::: Document text

If we have 100 files each containing 10 million rows that we need to load to a repository so that we can analyse the data. What should we do? Do we put them into Hadoop (HDFS), or into a database (RDBMS)?
Last week I defined the difference between Big Data and Data Warehousing as: Big Data is Hadoop, and Data Warehousing is RDBMS. See my article here: link. Today I would like to illustrate using an example where we need to choose between the two.
There are 4 consideration factors:
- Data Structure
- Data Volume
- Unstructured Data
- Schema on Read
- Data Structure: Simple vs Complex
If all 100 files have the same structure, and they all consist of the same 10 columns, then it is better to put them into Hadoop. We can then use Hive* and R to analyse the data. For example, to find patterns within the data, doing statistical analysis, or create forecasts. The development time will be shorter, because it is only 1 layer.
*or Phoenix, Impala, BigSQL, Stinger, Drill, Spark, depending on your Hadoop platform
If the 100 files contain 100 different tables, it is better to put them into a database, create a data warehouse, and use a Analytic/BI tool such as MicroStrategy or Tableau to analyse the data. For example to slice and dice the data, find percentage or anomalies and time series analysis. Yes we need to create 3 layers (staging, 3NF, star schema) but it enables us analyse each measure by different dimensions.

::::::
::: Data supplied

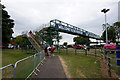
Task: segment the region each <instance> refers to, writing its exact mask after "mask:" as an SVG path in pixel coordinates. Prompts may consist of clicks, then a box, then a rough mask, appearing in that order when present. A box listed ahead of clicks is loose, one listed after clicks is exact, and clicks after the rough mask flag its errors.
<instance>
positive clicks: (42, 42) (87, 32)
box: [28, 19, 100, 52]
mask: <svg viewBox="0 0 120 80" xmlns="http://www.w3.org/2000/svg"><path fill="white" fill-rule="evenodd" d="M59 32H63V33H67V34H71V35H78V36H83V37H86V38H93V39H97V40H100V36H99V35H96V34H94V33H92V32H89V31H87V30H84V29H82V28H79V27H76V26H73V25H71V24H68V23H66V22H63V21H60V20H57V19H54V20H51V21H50V23H49V26H44V28H42V29H41V30H39V31H37V32H35V33H32V32H31V31H30V32H29V37H28V39H29V41H30V42H31V44H32V45H33V46H34V48H35V49H36V50H37V51H38V52H39V51H40V50H39V49H43V48H44V47H45V46H46V45H48V44H50V45H52V44H53V36H55V38H56V40H57V42H58V44H59V40H58V36H59ZM46 36H49V39H48V40H49V43H47V42H46V41H45V39H46V38H47V37H46Z"/></svg>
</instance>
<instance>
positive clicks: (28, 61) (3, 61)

::::::

# [Task statement]
Write the next part of the article on choosing between Hadoop and a database, starting right after its last sentence.

# [Task response]
So if the data structure is simple, put into Hadoop, and if the structure is complex, but into a data warehouse. This is the general rule, but there are always exceptions. Can data with simple pattern be put into a data warehouse? Of course it can. Can data with complex pattern be put into Hadoop? Of course it can.
Using Hadoop and Hive/R we can also do slice and dice, find percentage or anomalies and do time series analysis. Using a data warehouse we can also do machine learning and data mining to find patterns in the data, do statistical analysis, and create forecasts. So basically, whether we store the data in Hadoop or in a data warehouse, we can still do complete analysis.
The issue here is storing it. Linking 100 tables in Hadoop is difficult and not natural. RDBMS such as SQL Server or Oracle is designed precisely for that task: linking and joining tables. Constructing a data model linking 100 tables is very suitable for an RDBMS. Can we design a data model linking 100 files with different structures in Hadoop? Of course we can. But it is much more difficult. For starters, it is Schema-on-Read, so the columns in the files have no data types. Schema-on-Read means that we don’t try to understand the relationship between the files when loading them into Hadoop. So yes we can load the 100 files into Hadoop, but we keep them as individual files, without relationships between them. This is the same as in Data Lake, which is also using Schema-on-Read, also using HDFS.
- Data Volume: Small vs Large
100 files containing 10 million rows each is 1 billion rows per day. If all 100 files have the same structure (say they all consists of the same 10 columns), then we will have a performance problem if we load them into an SNP database such as SQL Server or Oracle. Within 3 years, this table will have about 1 trillion rows. Even with partitioning and indexing, it will still be slow to query.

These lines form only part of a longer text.